● **Challenge A**
In the records, swap "cream painted wall" for "beige painted wall" between the lines holding "Reviewer note: check that each instance of the cream" and "Target: cream painted wall", inclusive, and give those lines back with everything else unchanged.

........

Obama shared Wright’s rejection of black “assimilation.” Obama also shared Wright’s suspicion of the traditional American ethos of individual self-improvement and the pursuit of “middle-classness.” In common with Wright, Obama had deep misgivings about America’s criminal justice system. And with the exception of their direct attacks on whites, Obama largely approved of his preacher-friends’ fiery rhetoric. Obama’s goal was not to repudiate religious radicalism but to channel its fervor into an effective and permanent activist organization. How do we know all this? We know it because Obama himself has told us.
A Revealing Profile
Although it’s been discussed before (because it confirms that Obama attended Louis Farrakhan’s Million Man March), a 1995 background piece on Obama from the Chicago Reader has received far too little attention. Careful consideration of this important profile makes it clear that Obama’s long-standing ties to Chicago’s most rabidly radical preachers call into question far more than Obama’s judgment and character (although they certainly do that, as well). Obama’s two-decades at Trinity open a critically important window onto his radical-left political leanings. No mere change of church membership can erase that truth.

........

● **Challenge B**
Quote the passage on Obama and Wright between "Obama shared Wright’s" and "has told us.", inclusive.

[Records from a point labeling set]

........

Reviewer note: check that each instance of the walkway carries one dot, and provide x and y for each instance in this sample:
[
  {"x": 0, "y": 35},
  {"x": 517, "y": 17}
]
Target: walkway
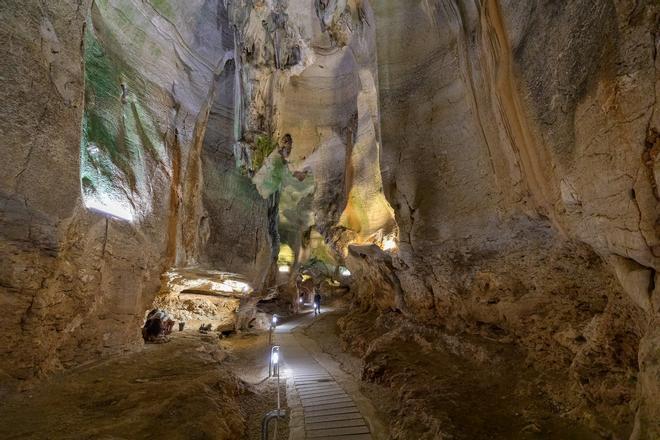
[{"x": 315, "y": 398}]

........

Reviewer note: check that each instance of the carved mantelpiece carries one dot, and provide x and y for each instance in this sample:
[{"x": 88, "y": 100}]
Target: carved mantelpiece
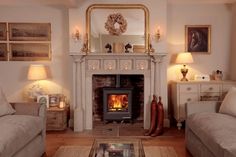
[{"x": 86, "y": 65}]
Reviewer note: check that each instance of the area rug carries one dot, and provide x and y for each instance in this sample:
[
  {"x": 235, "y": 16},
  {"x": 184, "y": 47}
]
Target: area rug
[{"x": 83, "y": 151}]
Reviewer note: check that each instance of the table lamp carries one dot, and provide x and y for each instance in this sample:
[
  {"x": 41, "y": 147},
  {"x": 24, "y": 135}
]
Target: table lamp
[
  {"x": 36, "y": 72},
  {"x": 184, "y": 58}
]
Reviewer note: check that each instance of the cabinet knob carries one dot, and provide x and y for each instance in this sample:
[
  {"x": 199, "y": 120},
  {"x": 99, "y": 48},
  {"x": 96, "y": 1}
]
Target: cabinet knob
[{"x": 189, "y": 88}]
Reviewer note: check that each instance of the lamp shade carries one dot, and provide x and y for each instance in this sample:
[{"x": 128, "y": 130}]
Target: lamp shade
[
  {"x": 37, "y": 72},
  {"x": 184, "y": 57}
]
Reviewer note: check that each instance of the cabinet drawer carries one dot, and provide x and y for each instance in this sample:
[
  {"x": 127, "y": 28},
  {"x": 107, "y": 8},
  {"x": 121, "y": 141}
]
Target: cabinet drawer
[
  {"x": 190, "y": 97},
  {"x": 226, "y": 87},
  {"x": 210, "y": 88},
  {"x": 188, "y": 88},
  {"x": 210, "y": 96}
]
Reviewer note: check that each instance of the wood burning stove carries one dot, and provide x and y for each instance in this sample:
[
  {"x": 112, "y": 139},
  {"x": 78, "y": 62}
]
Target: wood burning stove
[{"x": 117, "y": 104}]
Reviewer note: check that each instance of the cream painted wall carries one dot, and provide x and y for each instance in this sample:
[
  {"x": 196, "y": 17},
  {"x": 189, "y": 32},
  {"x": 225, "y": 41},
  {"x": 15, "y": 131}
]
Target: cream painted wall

........

● **Response A**
Reviewer note: check that each instance of the beige painted wall carries one dot, and provide x and y for each instance in this sample:
[
  {"x": 196, "y": 17},
  {"x": 189, "y": 32},
  {"x": 225, "y": 41},
  {"x": 15, "y": 131}
]
Target: beige painted wall

● **Response B**
Obama shared Wright’s rejection of black “assimilation.” Obama also shared Wright’s suspicion of the traditional American ethos of individual self-improvement and the pursuit of “middle-classness.” In common with Wright, Obama had deep misgivings about America’s criminal justice system. And with the exception of their direct attacks on whites, Obama largely approved of his preacher-friends’ fiery rhetoric. Obama’s goal was not to repudiate religious radicalism but to channel its fervor into an effective and permanent activist organization. How do we know all this? We know it because Obama himself has told us.